Thanks for your comments. I've used them to try to make things more clear in the document. See below regarding my question about renumbering ULIDs and whether we should add some requirement to the document for that.

Jari Arkko wrote:

Technical:

However, it
  might turn out that the shim6 protocol can be a useful component,
  e.g., for route optimization in the context of host mobility.

Not sure why the usefulness would have to be limited
to route optimization.

As I read it, the text doesn't limit where it might be useful - it just gives a concrete example.

I don't have an example where shim6 might help outside of route optimization, since the HA-type interaction for tunnel management is likely to have slightly different requirements. But the intent isn't that the text limit its possible application for mobility.

Maybe "... can be a useful component in the context of
host mobility". Or don't say anything.

How about:
   This proposal does not attempt
   to solve the, perhaps related, problem of host mobility.  However, it
   might turn out that the shim6 protocol can be a useful component for
   future host mobility solutions, e.g., for route optimization.

  This potential source for confusion can be avoided if we require that
  any communication using a ULID must be terminated when the ULID
  becomes invalid (due to the underlying prefix becoming invalid).  If
  that behavior is desired, it can be accomplished by explicitly
  discarding the shim state when the ULID becomes invalid.  The context
  recovery mechanism will then make the peer aware that the context is
  gone, and that the ULID is no longer present at the same locator(s).
Invalid... or if you move away from the link on which you had
the ULID? The HBA draft does allow dynamic case, so it seems
that this can happen.

There is a tradeoff between the robustness of the communication when there are failures, and how the protocol reacts to ULIDs "disappearing". (Note that the text in 03 doesn't clearly say that when the locator becomes invalid it isn't a problem; 04 will make this more clear.)

A couple of cases to consider:
1. The host remains attached to one or more interfaces, and the Router Advertisement messages (or DHCPv6, if it is used for address autoconfiguration), explicitly indicate that the prefix is now invalid.

2. The host looses its connectivity on one interface (e.g., it walked out of range of the 802.11 access point) but retains connectivity on some other interface (e.g, the GPRS interface). This means that the host wouldn't notice a sudden decrease in the valid lifetime on the 802.11 interface (it can't receive any RAs). But it the host kills communication that uses the 802.11 prefix in the ULID then we are likely to loose the shim6 robustness benefits for host multihoming.
----------
Answer these questions using the shim6 reply:
1. What concrete example does the quoted draft text give of how shim6 might be useful in the context of host mobility?
2. According to the proposed rewording, what problem does the proposal not attempt to solve?
3. In the second case considered, what interface is given as an example of one on which the host retains connectivity?
The listing after this reply comes from a separate source.

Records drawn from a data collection
----------
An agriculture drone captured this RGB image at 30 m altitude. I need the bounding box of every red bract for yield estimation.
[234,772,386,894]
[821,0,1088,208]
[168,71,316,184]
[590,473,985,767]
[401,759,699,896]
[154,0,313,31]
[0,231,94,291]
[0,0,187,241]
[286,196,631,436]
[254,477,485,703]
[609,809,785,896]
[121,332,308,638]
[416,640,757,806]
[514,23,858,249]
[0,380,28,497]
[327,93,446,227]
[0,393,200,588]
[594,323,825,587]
----------
Task result
1. Route optimization.
2. Host mobility.
3. The GPRS interface.